Directive
In the rows below, from the line with "For every instance of the jacket" up to and including the last line of the rows, switch "innermost" to "central". Write those lines out again with nothing else changed.

-- Start of Stored data --

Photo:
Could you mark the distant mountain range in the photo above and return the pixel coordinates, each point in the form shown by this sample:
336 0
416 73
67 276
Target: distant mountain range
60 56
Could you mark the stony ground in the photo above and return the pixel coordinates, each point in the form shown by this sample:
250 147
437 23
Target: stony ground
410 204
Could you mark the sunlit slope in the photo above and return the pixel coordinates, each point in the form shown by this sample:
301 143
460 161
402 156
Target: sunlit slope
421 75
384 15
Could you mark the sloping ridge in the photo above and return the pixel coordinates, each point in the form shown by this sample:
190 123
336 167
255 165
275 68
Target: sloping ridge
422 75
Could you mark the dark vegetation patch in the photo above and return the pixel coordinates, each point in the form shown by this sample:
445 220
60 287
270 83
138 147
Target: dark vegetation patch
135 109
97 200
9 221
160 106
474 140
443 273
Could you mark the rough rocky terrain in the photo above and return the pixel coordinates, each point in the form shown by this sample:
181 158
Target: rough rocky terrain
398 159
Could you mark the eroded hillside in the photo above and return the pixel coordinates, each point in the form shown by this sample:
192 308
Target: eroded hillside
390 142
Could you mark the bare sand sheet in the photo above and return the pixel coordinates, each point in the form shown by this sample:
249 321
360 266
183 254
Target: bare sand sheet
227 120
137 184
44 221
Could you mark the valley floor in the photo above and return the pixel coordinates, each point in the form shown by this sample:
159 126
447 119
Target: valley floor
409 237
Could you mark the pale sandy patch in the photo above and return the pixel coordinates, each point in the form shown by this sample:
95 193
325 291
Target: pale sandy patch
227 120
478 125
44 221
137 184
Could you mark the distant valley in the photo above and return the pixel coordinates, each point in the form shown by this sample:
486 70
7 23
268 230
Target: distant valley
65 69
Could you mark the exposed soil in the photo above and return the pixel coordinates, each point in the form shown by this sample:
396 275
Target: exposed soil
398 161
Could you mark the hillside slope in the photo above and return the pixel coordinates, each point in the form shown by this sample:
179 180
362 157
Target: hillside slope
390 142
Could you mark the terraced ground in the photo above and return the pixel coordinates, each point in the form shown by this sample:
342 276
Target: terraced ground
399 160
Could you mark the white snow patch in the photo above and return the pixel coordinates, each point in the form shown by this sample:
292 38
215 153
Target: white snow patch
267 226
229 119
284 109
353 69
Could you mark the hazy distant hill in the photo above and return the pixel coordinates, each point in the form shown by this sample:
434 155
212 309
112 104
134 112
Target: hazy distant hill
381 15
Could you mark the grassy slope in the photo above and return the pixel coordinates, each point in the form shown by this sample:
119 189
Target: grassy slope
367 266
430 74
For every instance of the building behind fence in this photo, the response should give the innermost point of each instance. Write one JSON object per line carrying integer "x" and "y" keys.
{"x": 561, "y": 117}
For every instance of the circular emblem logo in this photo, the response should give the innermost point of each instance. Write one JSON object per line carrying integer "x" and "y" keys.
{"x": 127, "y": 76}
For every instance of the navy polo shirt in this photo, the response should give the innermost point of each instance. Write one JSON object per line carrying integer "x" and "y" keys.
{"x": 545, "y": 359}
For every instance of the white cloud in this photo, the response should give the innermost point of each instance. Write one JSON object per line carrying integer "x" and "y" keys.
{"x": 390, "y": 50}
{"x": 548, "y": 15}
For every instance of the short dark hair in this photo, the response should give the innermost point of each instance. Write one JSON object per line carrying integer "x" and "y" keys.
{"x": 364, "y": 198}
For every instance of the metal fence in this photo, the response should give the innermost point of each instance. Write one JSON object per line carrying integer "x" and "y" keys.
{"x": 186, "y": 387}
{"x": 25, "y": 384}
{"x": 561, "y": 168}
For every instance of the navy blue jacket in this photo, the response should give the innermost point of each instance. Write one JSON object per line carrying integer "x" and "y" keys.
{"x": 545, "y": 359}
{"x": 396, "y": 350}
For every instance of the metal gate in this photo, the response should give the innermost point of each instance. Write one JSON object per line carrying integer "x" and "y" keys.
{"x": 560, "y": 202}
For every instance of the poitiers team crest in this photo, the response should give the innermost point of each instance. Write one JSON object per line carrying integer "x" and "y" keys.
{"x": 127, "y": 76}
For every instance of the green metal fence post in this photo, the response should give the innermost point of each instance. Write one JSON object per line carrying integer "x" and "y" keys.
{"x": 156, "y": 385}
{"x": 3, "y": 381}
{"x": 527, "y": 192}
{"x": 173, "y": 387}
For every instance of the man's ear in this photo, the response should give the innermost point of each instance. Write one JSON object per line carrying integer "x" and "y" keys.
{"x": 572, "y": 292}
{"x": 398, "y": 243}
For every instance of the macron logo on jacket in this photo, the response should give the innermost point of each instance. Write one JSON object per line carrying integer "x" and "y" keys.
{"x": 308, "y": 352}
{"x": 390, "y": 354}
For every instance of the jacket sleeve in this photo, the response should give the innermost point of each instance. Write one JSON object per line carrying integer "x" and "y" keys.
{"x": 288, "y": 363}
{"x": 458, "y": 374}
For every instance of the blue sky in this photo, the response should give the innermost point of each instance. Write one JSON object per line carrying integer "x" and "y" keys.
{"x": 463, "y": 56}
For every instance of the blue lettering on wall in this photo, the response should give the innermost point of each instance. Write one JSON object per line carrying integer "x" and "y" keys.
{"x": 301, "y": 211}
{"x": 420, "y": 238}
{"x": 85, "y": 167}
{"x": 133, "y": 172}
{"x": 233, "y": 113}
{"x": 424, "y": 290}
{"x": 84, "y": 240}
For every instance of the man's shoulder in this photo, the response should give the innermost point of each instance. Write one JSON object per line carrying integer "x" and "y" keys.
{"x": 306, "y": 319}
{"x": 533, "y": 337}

-- End of Stored data --

Final result
For every instance of the jacket sleeve in this photo, the response should give the central point of each instance. Write one JSON object per line carrying integer "x" and "y" keys.
{"x": 288, "y": 363}
{"x": 458, "y": 374}
For every instance of the blue sky in this photo, the response should give the central point of each instance. Write one JSON object per line carrying integer "x" and "y" keys.
{"x": 463, "y": 56}
For every instance of the blue lettering on wall in this photo, the response should give the central point of each instance. Write one JSON object per line carrying integer "x" and "y" keys.
{"x": 301, "y": 211}
{"x": 420, "y": 238}
{"x": 85, "y": 167}
{"x": 133, "y": 172}
{"x": 233, "y": 113}
{"x": 424, "y": 290}
{"x": 84, "y": 240}
For every instance of the man's shoulder in this photo, the response should give the central point of each instance. Write one JSON object per line carrying integer "x" and "y" keys.
{"x": 306, "y": 319}
{"x": 533, "y": 337}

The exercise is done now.